=== Supplied records ===

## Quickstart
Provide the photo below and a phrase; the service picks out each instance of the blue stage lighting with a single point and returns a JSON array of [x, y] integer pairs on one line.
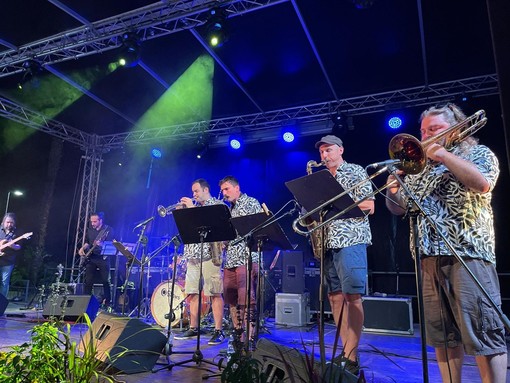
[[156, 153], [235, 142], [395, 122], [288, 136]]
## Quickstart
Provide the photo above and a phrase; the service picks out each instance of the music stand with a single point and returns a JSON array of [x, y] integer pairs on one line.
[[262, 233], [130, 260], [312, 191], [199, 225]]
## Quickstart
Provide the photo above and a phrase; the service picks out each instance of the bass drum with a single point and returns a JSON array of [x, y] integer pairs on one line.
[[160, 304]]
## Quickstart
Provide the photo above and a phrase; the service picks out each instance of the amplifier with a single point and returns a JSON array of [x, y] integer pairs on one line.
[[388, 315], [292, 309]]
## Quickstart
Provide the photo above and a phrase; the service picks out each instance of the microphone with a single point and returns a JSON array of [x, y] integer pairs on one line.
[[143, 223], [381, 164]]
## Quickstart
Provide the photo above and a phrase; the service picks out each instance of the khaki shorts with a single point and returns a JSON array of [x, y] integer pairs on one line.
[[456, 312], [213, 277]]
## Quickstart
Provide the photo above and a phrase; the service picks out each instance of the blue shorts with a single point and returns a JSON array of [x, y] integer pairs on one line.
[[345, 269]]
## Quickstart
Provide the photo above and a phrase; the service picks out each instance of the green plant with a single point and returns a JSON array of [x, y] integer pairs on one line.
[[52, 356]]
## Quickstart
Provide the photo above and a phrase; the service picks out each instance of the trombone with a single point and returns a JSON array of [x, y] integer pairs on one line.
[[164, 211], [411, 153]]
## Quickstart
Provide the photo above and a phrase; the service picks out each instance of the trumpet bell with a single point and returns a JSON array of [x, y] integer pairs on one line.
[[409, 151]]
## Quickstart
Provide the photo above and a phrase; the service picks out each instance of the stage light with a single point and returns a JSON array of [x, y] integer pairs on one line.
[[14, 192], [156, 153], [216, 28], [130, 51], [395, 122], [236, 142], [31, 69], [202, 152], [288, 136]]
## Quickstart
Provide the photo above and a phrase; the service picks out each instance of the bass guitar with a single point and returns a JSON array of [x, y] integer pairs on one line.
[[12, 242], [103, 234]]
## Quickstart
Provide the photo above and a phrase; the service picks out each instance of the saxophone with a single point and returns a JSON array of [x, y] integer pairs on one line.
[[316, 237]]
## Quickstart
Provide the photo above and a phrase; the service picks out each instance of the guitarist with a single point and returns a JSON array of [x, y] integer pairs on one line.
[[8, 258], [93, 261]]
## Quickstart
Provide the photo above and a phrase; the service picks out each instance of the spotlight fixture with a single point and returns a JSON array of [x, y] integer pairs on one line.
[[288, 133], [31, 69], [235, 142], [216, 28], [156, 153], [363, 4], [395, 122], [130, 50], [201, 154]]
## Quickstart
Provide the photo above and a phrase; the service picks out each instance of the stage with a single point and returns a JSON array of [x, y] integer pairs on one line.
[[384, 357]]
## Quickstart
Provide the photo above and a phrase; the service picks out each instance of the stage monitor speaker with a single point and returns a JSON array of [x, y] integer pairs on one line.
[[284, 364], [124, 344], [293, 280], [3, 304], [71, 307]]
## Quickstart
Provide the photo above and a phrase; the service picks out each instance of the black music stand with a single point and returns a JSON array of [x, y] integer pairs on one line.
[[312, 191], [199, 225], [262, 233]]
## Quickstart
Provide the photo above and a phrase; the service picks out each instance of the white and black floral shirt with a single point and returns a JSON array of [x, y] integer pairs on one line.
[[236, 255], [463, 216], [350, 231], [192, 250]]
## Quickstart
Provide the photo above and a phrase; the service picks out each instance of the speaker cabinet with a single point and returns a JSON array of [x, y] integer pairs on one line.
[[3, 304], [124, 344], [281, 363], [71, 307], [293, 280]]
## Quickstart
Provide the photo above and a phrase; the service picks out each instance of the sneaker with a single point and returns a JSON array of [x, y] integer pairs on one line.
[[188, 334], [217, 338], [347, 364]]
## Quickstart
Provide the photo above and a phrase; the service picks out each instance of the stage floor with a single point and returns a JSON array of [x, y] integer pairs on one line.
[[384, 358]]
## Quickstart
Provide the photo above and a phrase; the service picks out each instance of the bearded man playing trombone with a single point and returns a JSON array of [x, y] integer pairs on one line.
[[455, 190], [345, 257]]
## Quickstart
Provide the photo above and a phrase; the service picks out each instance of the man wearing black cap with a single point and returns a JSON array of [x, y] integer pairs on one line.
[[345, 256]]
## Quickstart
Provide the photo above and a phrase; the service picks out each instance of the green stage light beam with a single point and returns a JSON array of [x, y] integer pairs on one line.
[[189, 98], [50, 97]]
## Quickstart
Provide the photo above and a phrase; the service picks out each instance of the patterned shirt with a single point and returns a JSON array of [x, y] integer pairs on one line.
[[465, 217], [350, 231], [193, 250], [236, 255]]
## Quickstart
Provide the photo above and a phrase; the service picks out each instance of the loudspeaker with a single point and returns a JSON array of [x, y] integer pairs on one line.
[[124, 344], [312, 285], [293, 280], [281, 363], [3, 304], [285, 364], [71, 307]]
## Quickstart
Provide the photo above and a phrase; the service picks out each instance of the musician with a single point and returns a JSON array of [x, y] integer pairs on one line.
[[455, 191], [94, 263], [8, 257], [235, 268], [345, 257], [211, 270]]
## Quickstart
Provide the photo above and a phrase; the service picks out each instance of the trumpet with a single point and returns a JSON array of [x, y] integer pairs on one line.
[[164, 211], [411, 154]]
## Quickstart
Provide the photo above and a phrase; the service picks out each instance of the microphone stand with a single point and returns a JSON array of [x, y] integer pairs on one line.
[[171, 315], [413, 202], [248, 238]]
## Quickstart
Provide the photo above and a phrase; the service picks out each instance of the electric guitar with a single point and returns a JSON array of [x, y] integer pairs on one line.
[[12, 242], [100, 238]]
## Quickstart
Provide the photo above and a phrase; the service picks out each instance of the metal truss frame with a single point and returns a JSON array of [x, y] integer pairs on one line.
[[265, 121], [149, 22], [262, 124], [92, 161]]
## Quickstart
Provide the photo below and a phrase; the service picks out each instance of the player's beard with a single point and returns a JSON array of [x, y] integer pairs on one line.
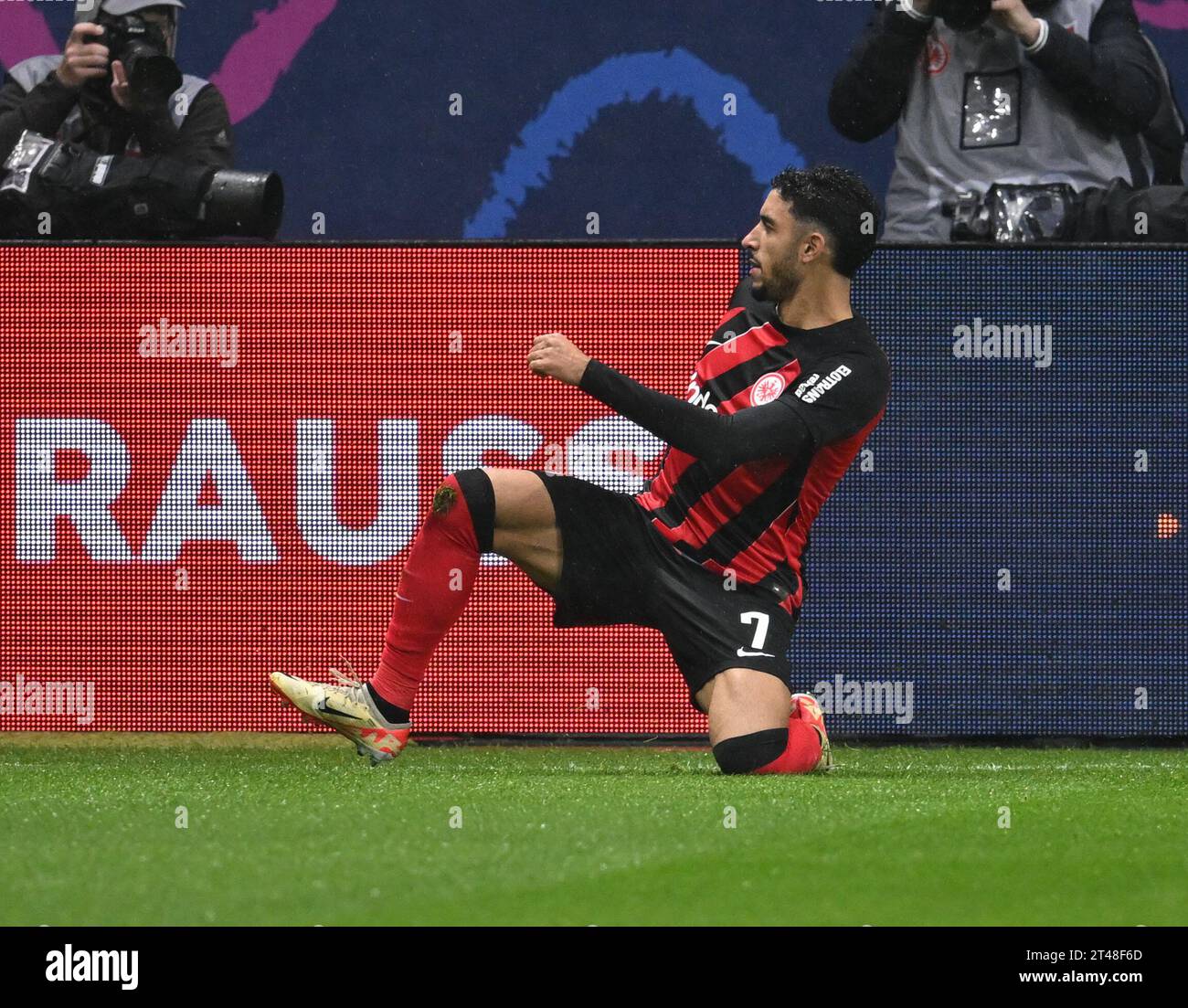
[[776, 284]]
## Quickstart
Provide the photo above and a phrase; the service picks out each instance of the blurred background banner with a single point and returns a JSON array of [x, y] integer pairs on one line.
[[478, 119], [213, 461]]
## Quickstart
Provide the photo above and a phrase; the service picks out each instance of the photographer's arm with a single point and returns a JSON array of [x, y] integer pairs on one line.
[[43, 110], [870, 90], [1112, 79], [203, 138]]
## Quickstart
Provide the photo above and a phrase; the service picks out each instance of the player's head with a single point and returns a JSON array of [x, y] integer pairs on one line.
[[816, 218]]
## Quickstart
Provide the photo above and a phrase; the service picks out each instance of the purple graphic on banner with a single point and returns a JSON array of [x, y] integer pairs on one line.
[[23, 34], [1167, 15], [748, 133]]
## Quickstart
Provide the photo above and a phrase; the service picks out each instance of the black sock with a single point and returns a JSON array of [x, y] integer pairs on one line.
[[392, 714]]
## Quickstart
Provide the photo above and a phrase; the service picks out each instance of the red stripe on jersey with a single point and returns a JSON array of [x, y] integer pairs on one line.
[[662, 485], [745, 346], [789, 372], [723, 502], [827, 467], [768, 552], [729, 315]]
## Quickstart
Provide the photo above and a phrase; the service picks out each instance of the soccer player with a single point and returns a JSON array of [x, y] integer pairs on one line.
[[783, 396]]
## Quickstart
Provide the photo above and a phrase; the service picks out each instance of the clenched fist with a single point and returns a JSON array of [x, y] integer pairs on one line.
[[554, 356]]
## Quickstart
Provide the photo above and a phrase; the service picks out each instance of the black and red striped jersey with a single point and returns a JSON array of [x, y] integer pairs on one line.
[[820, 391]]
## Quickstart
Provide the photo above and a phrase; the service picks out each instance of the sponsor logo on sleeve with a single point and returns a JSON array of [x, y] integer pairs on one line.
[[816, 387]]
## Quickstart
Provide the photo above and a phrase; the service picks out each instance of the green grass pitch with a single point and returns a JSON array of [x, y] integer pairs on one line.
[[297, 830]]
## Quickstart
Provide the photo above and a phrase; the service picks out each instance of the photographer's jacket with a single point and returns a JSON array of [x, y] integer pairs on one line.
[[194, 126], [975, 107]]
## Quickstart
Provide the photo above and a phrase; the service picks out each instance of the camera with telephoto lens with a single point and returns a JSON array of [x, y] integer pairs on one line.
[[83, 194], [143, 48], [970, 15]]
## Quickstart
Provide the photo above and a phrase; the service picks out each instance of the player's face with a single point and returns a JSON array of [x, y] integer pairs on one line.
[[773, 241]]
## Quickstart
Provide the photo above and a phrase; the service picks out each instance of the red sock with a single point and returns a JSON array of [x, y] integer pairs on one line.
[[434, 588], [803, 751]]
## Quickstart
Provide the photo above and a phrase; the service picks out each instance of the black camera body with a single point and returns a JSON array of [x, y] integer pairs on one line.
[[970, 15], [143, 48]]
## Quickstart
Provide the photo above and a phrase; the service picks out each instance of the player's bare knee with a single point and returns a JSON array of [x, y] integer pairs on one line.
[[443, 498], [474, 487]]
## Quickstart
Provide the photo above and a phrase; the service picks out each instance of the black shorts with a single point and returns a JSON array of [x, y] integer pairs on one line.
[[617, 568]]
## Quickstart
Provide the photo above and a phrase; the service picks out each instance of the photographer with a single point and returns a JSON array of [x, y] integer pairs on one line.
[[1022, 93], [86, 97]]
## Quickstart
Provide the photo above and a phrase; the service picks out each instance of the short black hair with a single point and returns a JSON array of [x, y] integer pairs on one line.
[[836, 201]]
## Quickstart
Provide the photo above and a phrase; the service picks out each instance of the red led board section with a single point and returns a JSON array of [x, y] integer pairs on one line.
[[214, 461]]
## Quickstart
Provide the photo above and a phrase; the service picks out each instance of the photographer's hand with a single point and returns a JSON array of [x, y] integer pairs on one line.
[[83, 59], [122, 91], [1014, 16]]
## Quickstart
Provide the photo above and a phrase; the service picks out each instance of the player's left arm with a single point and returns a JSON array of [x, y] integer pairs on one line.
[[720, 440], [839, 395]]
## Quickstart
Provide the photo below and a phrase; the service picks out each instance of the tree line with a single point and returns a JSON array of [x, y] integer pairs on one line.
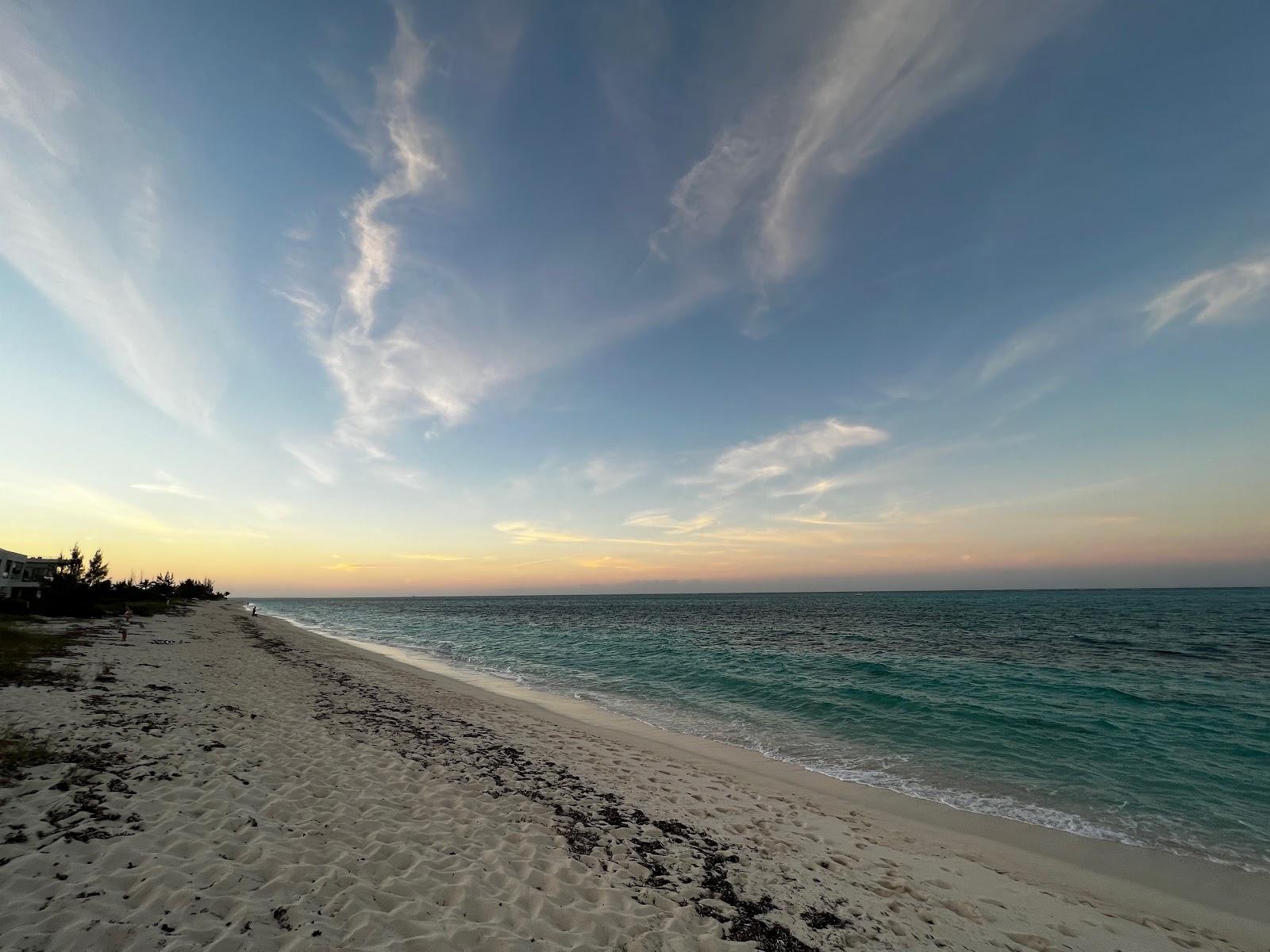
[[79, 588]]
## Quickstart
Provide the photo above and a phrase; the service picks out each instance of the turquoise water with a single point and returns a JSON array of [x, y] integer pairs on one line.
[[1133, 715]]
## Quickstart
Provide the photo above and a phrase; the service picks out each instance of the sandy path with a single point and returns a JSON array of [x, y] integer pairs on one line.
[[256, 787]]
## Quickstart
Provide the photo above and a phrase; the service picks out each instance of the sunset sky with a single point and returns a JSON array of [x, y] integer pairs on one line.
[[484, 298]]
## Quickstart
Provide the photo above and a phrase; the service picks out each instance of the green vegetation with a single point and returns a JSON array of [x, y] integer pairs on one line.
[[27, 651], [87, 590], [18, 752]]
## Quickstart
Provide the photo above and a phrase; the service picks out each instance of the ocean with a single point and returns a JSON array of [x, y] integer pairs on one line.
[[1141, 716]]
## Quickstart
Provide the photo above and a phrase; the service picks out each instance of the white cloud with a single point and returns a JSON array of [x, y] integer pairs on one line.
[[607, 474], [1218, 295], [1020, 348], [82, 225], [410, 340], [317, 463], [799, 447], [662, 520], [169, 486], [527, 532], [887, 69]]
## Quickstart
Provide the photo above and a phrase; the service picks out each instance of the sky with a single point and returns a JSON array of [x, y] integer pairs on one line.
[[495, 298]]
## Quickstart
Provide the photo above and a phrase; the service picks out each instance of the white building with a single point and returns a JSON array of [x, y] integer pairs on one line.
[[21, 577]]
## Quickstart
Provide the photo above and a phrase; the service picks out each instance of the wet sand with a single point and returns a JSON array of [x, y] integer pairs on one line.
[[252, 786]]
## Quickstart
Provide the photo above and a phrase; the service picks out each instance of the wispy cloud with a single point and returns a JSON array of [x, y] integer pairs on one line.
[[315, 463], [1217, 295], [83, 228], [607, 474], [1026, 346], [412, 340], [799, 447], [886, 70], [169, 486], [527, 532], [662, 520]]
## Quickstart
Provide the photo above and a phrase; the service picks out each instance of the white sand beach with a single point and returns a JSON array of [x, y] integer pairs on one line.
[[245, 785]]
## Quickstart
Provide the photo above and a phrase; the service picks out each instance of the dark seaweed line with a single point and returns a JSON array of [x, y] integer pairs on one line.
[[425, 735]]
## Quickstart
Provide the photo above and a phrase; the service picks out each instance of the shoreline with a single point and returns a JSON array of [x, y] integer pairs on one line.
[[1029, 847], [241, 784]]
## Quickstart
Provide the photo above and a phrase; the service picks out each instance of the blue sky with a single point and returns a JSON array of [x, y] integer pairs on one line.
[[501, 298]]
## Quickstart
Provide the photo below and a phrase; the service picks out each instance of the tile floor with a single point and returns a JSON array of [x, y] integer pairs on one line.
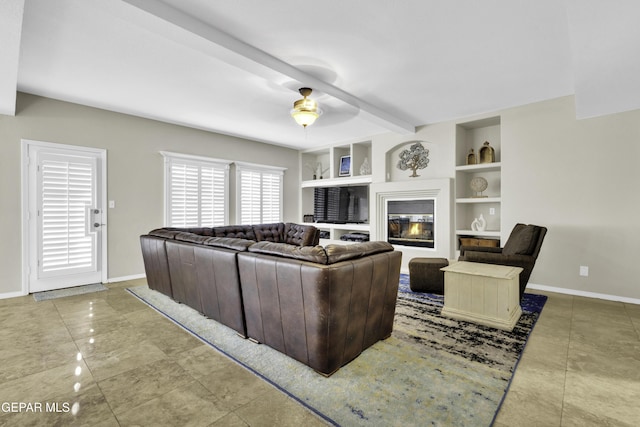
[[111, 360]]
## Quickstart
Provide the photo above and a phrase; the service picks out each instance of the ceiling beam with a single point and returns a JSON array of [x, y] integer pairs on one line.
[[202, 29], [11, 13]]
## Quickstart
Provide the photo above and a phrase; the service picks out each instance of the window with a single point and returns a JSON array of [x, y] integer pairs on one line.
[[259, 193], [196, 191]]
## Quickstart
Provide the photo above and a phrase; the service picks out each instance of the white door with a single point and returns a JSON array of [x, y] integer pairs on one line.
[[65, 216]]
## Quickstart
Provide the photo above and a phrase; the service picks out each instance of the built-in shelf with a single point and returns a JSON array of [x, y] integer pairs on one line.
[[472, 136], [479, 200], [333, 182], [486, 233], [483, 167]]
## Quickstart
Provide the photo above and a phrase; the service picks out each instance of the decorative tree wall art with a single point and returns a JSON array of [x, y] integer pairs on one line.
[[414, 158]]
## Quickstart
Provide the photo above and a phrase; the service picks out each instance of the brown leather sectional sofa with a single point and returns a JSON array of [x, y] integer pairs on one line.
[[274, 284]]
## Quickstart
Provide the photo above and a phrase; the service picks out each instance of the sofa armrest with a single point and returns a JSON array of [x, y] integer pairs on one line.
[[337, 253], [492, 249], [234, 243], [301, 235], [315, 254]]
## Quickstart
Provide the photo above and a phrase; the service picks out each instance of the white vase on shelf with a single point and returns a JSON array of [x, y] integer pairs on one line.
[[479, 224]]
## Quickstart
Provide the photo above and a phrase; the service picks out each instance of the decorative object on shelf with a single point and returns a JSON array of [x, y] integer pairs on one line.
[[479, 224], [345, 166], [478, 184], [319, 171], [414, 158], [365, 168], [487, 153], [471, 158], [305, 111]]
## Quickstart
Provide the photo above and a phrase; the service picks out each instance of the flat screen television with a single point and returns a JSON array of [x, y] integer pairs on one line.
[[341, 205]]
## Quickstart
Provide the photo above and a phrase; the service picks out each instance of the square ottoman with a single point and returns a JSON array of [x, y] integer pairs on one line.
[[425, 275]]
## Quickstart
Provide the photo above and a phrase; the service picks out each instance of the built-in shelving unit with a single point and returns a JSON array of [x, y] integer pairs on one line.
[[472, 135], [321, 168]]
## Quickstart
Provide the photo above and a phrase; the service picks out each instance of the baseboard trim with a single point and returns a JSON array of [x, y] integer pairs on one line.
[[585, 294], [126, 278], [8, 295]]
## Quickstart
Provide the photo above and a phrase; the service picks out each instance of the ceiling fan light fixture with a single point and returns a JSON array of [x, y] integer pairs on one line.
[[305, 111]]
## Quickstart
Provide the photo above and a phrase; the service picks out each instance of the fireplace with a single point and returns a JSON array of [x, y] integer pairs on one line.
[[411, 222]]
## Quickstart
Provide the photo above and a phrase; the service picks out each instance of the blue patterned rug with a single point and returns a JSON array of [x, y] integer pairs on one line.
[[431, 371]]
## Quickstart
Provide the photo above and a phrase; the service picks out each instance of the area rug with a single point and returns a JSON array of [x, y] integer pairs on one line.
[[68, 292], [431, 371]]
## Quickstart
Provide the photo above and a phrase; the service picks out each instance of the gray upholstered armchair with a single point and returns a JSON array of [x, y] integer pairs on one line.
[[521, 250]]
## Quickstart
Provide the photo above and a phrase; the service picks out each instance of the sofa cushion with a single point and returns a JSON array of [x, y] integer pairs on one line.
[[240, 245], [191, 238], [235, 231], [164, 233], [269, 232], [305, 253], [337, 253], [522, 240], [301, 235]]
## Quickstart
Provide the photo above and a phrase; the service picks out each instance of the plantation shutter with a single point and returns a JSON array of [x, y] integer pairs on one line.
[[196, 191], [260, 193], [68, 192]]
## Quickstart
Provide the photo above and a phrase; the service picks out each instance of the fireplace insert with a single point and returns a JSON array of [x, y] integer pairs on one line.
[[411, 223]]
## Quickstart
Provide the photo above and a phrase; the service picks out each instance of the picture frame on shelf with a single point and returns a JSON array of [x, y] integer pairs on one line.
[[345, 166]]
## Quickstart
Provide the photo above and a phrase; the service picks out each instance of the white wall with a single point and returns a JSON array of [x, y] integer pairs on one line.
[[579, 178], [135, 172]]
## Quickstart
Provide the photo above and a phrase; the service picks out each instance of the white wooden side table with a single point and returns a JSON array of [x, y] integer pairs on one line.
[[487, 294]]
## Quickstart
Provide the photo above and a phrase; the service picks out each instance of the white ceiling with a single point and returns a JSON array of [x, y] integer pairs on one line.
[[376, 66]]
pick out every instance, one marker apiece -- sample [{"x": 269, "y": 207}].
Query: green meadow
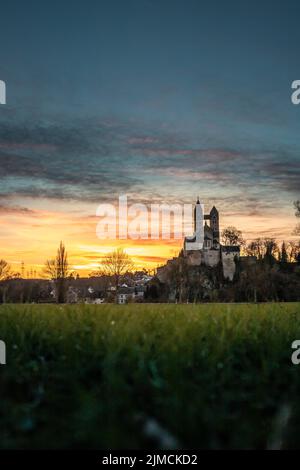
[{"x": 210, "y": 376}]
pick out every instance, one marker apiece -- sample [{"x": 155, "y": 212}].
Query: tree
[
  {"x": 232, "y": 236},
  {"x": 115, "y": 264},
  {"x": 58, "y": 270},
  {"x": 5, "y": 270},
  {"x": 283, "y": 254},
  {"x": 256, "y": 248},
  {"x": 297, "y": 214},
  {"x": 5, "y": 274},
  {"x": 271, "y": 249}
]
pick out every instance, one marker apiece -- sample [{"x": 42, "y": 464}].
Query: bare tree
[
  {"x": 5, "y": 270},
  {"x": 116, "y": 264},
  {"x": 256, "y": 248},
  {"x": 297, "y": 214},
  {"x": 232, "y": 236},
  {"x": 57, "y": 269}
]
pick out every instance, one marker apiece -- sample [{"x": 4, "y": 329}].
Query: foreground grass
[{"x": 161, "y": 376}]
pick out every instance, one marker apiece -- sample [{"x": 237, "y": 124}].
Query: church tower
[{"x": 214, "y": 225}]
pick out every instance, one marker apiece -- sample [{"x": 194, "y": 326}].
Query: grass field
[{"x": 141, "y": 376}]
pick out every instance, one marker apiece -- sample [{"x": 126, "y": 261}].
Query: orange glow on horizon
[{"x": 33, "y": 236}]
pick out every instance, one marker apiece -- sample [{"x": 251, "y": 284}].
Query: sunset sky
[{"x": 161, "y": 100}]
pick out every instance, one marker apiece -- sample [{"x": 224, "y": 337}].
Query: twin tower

===

What is expected
Wherever the string "sample" shows up in the material, copy the line that holds it.

Output of the task
pick out every instance, one marker apiece -- sample [{"x": 269, "y": 207}].
pick out every instance, one marker apiece -- sample [{"x": 155, "y": 212}].
pick out every instance, one marker apiece -- sample [{"x": 42, "y": 464}].
pick out every instance, one marker apiece -- sample [{"x": 4, "y": 329}].
pick out every instance, one marker apiece -- sample [{"x": 237, "y": 124}].
pick out every instance, one marker apiece -- sample [{"x": 194, "y": 326}].
pick out every instance, one marker apiece -- sample [{"x": 126, "y": 261}].
pick out every instance, one marker apiece -- sample [{"x": 251, "y": 284}].
pick out every instance, one marker apiece -- sample [{"x": 224, "y": 337}].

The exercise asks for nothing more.